[Begin Records shown]
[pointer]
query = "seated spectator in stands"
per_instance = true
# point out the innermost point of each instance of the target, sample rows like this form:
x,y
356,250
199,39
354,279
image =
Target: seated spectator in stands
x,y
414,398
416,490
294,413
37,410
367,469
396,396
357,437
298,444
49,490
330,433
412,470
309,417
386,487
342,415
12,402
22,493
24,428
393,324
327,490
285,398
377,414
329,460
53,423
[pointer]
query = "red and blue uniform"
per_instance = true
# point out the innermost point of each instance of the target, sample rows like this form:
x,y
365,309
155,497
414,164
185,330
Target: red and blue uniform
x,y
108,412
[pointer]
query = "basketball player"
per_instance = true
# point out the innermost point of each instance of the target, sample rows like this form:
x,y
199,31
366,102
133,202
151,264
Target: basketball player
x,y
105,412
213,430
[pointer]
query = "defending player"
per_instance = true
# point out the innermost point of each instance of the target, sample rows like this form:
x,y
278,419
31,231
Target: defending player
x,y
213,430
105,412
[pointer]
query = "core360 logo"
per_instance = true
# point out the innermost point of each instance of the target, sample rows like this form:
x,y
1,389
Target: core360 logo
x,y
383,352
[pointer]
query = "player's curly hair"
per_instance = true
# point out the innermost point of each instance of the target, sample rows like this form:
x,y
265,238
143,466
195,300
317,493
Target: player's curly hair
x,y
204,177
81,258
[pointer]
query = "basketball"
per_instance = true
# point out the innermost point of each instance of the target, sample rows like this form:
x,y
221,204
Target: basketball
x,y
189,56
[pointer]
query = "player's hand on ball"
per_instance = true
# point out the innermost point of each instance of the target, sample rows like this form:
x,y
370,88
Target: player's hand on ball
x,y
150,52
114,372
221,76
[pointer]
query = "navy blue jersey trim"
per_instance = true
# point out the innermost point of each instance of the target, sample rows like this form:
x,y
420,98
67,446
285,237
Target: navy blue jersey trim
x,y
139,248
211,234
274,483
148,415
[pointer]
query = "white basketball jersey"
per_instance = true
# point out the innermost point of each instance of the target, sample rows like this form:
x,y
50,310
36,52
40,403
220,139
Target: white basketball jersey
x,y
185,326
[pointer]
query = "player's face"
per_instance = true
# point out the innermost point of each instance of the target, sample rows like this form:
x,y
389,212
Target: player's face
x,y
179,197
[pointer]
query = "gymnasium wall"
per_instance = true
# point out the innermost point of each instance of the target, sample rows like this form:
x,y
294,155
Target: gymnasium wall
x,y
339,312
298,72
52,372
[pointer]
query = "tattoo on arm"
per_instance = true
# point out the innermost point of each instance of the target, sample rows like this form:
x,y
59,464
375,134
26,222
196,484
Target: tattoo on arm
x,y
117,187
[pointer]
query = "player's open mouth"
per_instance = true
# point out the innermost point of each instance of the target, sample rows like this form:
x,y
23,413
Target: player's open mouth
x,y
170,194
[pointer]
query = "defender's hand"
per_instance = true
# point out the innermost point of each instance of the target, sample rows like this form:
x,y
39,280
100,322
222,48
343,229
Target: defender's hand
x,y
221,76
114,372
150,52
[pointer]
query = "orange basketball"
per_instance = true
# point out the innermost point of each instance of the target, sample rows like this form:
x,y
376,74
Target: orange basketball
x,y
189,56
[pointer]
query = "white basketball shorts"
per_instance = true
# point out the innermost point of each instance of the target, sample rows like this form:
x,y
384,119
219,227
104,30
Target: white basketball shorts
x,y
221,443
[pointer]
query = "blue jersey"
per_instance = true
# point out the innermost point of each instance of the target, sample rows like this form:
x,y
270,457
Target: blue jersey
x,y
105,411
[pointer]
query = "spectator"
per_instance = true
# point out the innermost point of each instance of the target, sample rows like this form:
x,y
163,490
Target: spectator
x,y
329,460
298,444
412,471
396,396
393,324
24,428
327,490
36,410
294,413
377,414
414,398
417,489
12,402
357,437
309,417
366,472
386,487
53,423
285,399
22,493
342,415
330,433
[End Records shown]
Objective
Print the records once more, exactly as they were given.

Complete answer
[pointer]
query = "seated spectator in stands"
per_instance = true
# point out the innermost point of each instance of the target, sample rows like this form:
x,y
356,250
199,39
354,279
image =
Target: seated spectator in stands
x,y
414,398
416,490
294,413
37,410
367,469
396,396
357,437
298,444
49,490
330,433
412,470
309,417
386,487
342,415
12,402
22,493
24,428
393,324
327,490
285,398
377,414
329,460
53,423
[pointer]
query = "red and blue uniform"
per_instance = true
# point out the innermost point of each instance of the target, sample rows like this form:
x,y
365,309
155,497
414,164
185,330
Target: red and blue uniform
x,y
108,412
[pointer]
query = "basketball player"
per_instance = true
# point out the innermost point of each instance of the target, sample rows like this form:
x,y
199,31
366,102
133,202
151,264
Target: basketball player
x,y
105,412
213,430
[pointer]
query = "defending player"
per_instance = true
# point out the innermost point of each instance of the target, sample rows like this form:
x,y
278,419
31,231
Target: defending player
x,y
213,430
105,412
[pointer]
query = "core360 logo"
per_instance = true
# point out the innermost point of each instance of the target, sample rows like this form:
x,y
1,389
Target: core360 logo
x,y
383,352
[pointer]
query = "player's curly hair"
per_instance = true
# point out the innermost point of each instance of the target, sample rows like this form:
x,y
265,238
143,466
195,300
317,493
Target: player's curly hair
x,y
204,177
81,258
[pointer]
query = "basketball"
per_instance = true
# point out the innermost point of each instance of the target, sample rows like this form:
x,y
221,204
Target: basketball
x,y
189,56
[pointer]
query = "player's hand on ball"
per_instance = true
# point out the innermost point of each instance of the target, sample rows like this form:
x,y
370,88
Target: player's hand on ball
x,y
150,52
114,372
221,76
[pointer]
query = "navy blue jersey trim"
per_instance = true
# point out the innermost point of each instance of the target, sample rows like this form:
x,y
420,98
67,446
285,237
Target: navy blue jersey trim
x,y
139,248
211,234
274,483
148,415
[pointer]
query = "white basketball jersey"
per_instance = true
# point out the innermost point of each instance of the target, sample rows like this form:
x,y
50,310
36,52
40,403
220,139
Target: white basketball jersey
x,y
185,326
[pointer]
query = "player's face"
per_instance = true
# point out the innermost point of each instance of the target, sample rows like this form:
x,y
389,212
Target: player's face
x,y
179,197
[pointer]
query = "gymnasium wall"
per_instance = true
# point out the innermost point of each instance of the target, sample rows like this form:
x,y
294,155
Target: gymnasium wall
x,y
339,312
298,72
52,372
[pointer]
query = "tattoo on arm"
per_instance = true
# point out the innermost point of each instance of the target, sample rows like this form:
x,y
59,464
375,134
26,222
196,484
Target: tattoo on arm
x,y
117,187
[pointer]
query = "player's open mouth"
per_instance = true
# point out the innermost point of each instance of the target, sample rows like this form:
x,y
23,413
Target: player's open mouth
x,y
170,194
[pointer]
query = "defender's hand"
per_instance = true
# point out the innermost point of each instance of the target, sample rows like this form:
x,y
39,280
100,322
222,48
343,229
Target: defender's hand
x,y
221,76
114,372
150,52
[pointer]
query = "orange basketball"
per_instance = true
# point out the innermost point of each instance of the target, sample rows like this form:
x,y
376,74
Target: orange basketball
x,y
189,56
[pointer]
query = "white basketball shorts"
per_instance = true
# point out the innermost point of each instance of the target, sample rows like this form:
x,y
384,119
219,227
104,30
Target: white basketball shorts
x,y
221,443
[pointer]
query = "blue jersey"
per_instance = true
# point out the innermost point of each instance of the target, sample rows like this form:
x,y
270,457
Target: blue jersey
x,y
105,411
[pointer]
query = "spectator"
per_instance = true
# point out the innermost point of each instance of the target, sample rows like this form:
x,y
163,490
Target: spectator
x,y
329,460
298,444
412,471
396,396
393,324
24,428
327,490
36,410
294,413
377,414
414,398
417,489
12,402
357,437
309,417
366,472
386,487
53,423
285,399
22,493
342,415
330,433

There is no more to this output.